Format every line of the records below as a JSON list of strings, one string per line, leaving out blank lines.
-- BEGIN --
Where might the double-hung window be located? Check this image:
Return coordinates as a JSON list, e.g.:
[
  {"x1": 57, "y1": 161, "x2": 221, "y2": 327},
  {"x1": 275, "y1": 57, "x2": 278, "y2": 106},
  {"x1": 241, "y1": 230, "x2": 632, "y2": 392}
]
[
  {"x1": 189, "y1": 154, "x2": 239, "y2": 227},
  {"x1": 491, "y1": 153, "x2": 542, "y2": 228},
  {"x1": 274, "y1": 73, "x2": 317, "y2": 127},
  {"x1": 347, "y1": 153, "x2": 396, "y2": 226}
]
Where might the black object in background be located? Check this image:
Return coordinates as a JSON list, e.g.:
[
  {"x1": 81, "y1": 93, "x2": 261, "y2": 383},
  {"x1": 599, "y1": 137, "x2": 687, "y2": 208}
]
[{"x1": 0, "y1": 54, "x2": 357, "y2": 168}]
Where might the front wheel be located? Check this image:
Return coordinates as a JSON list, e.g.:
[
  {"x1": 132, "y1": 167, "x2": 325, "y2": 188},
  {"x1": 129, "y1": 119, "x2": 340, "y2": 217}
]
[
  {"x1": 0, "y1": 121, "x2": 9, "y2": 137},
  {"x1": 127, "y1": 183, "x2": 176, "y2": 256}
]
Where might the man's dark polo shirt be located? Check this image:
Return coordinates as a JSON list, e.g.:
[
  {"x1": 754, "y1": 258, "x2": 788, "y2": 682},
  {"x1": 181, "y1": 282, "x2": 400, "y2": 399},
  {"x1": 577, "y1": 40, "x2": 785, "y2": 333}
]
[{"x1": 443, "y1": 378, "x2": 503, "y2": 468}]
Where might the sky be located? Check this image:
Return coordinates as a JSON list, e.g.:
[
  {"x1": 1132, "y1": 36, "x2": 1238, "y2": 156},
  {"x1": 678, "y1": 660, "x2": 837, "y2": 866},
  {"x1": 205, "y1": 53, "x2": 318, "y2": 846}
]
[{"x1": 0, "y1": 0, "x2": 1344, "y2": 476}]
-- END --
EXERCISE ANSWER |
[
  "Where might the double-hung window be located? Check this image:",
  "Return coordinates as a JSON list, e.g.:",
  "[",
  "  {\"x1\": 57, \"y1\": 161, \"x2\": 221, \"y2\": 327},",
  "  {\"x1\": 275, \"y1\": 57, \"x2\": 278, \"y2\": 106},",
  "  {\"x1\": 241, \"y1\": 230, \"x2\": 632, \"y2\": 392}",
  "]",
  "[",
  "  {\"x1\": 189, \"y1\": 154, \"x2\": 239, \"y2\": 227},",
  "  {\"x1\": 491, \"y1\": 153, \"x2\": 542, \"y2\": 228},",
  "  {\"x1\": 274, \"y1\": 73, \"x2\": 317, \"y2\": 127},",
  "  {\"x1\": 347, \"y1\": 153, \"x2\": 396, \"y2\": 226}",
  "]",
  "Where might the black object in background be located? Check this image:",
  "Return coordinates as a JSON list, e.g.:",
  "[",
  "  {\"x1\": 81, \"y1\": 93, \"x2\": 261, \"y2\": 383},",
  "  {\"x1\": 599, \"y1\": 137, \"x2\": 687, \"y2\": 208}",
  "]",
  "[{\"x1\": 0, \"y1\": 54, \"x2\": 357, \"y2\": 168}]",
  "Where might the front wheel be located? Check this image:",
  "Return coordinates as a JSON list, e.g.:",
  "[",
  "  {\"x1\": 132, \"y1\": 167, \"x2\": 325, \"y2\": 188},",
  "  {\"x1\": 129, \"y1\": 119, \"x2\": 340, \"y2\": 217}",
  "]",
  "[",
  "  {\"x1\": 0, \"y1\": 121, \"x2\": 9, \"y2\": 137},",
  "  {\"x1\": 127, \"y1\": 183, \"x2\": 176, \"y2\": 256}",
  "]",
  "Where might the man's dark polo shirt be located? Check this image:",
  "Return coordinates as a JSON list, e.g.:",
  "[",
  "  {\"x1\": 754, \"y1\": 258, \"x2\": 788, \"y2\": 682},",
  "  {\"x1\": 181, \"y1\": 282, \"x2\": 400, \"y2\": 399},",
  "  {\"x1\": 577, \"y1\": 40, \"x2\": 785, \"y2\": 333}",
  "]",
  "[{\"x1\": 443, \"y1\": 378, \"x2\": 503, \"y2\": 468}]",
  "Where might the sky be located? Check this image:",
  "Return coordinates as a JSON list, e.g.:",
  "[",
  "  {\"x1\": 1132, \"y1\": 36, \"x2\": 1238, \"y2\": 156},",
  "  {\"x1\": 678, \"y1\": 660, \"x2\": 837, \"y2\": 866},",
  "  {\"x1\": 205, \"y1\": 53, \"x2\": 318, \"y2\": 846}",
  "]",
  "[{\"x1\": 0, \"y1\": 0, \"x2\": 1344, \"y2\": 476}]"
]